*EXCERPTED PASSAGE*
━━━━━━━━━━━━━━━━━━━━━━━━━━━━━━

UNITED STATES OF AMERICA v. DAVID STEELE, Appellant
Defendant David Steele pleaded guilty to theft of government property and was sentenced to a term of imprisonment of twelve months and one day. Steele appealed, and defense counsel moved to withdraw from the case pursuant to Anders v. California, 386 U.S. 738 (1967). For the reasons that follow, we will affirm the District Court's judgment and grant defense counsel's motion to withdraw.
On September 11, 2015, after discovering evidence of theft from the postal service in Steele's home, the United States filed a one-count criminal information charging Steele with theft of government property. With the assistance of defense counsel, Steele negotiated a plea agreement with the United States and pled guilty to the information. Steele's Presentence Investigation Report (“PSR”) included a calculated Sentencing Guidelines range of six to twelve months, which was based on a Total Offense Level of 8 and a Criminal History Category of III. Steele did not object to the PSR's Guidelines calculation, but defense counsel did argue at the sentencing hearing that in lieu of imprisonment, the District Court should impose a sentence that consisted of probation with conditions such as home detention. The District Court initially sentenced Steele to twelve months imprisonment but, at the request of defense counsel, changed the sentence to a term of imprisonment for twelve months and one day so that Steele could earn good time credits while in prison. Steele filed a timely appeal, and defense counsel thereafter filed a motion to withdraw as counsel under Anders. Steele did not file a pro se brief on the merits of his appeal by July 31, 2016, as we had authorized him to do.

━━━━━━━━━━━━━━━━━━━━━━━━━━━━━━

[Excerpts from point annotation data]
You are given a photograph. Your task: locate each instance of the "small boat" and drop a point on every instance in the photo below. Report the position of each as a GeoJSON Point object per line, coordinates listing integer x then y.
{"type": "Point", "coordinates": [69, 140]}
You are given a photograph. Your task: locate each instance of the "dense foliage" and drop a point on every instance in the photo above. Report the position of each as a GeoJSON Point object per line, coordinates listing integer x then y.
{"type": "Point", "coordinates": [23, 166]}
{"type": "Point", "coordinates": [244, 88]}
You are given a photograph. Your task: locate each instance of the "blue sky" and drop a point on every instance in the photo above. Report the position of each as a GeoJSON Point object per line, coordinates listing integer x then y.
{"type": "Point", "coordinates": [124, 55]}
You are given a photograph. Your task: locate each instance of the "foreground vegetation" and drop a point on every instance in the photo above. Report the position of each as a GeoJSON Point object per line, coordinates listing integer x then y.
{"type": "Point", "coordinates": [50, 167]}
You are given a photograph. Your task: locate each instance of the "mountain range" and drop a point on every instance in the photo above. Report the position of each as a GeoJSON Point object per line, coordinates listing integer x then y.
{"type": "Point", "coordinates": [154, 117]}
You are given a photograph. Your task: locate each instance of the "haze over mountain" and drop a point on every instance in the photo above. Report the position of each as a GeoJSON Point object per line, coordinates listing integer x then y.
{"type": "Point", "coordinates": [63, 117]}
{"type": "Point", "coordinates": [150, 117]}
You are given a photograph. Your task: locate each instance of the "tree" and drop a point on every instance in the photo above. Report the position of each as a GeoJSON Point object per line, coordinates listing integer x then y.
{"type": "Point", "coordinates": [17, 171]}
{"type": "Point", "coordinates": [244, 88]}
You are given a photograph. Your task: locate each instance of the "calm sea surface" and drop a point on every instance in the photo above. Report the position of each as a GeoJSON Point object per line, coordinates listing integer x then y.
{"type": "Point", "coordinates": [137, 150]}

━━━━━━━━━━━━━━━━━━━━━━━━━━━━━━

*REQUIREMENT 1*
In the court opinion, why did the District Court change Steele's sentence to twelve months and one day?
*REQUIREMENT 2*
Pick out and copy every line of the listing that contains the string "mountain". Case counts.

*EXERCISE OUTPUT 1*
The change let Steele earn good time credits while in prison.

*EXERCISE OUTPUT 2*
You are given a photograph. Your task: locate each instance of the "mountain range" and drop a point on every instance in the photo above. Report the position of each as a GeoJSON Point object per line, coordinates listing integer x then y.
You are given a photograph. Your task: locate each instance of the "haze over mountain" and drop a point on every instance in the photo above. Report the position of each as a GeoJSON Point object per line, coordinates listing integer x then y.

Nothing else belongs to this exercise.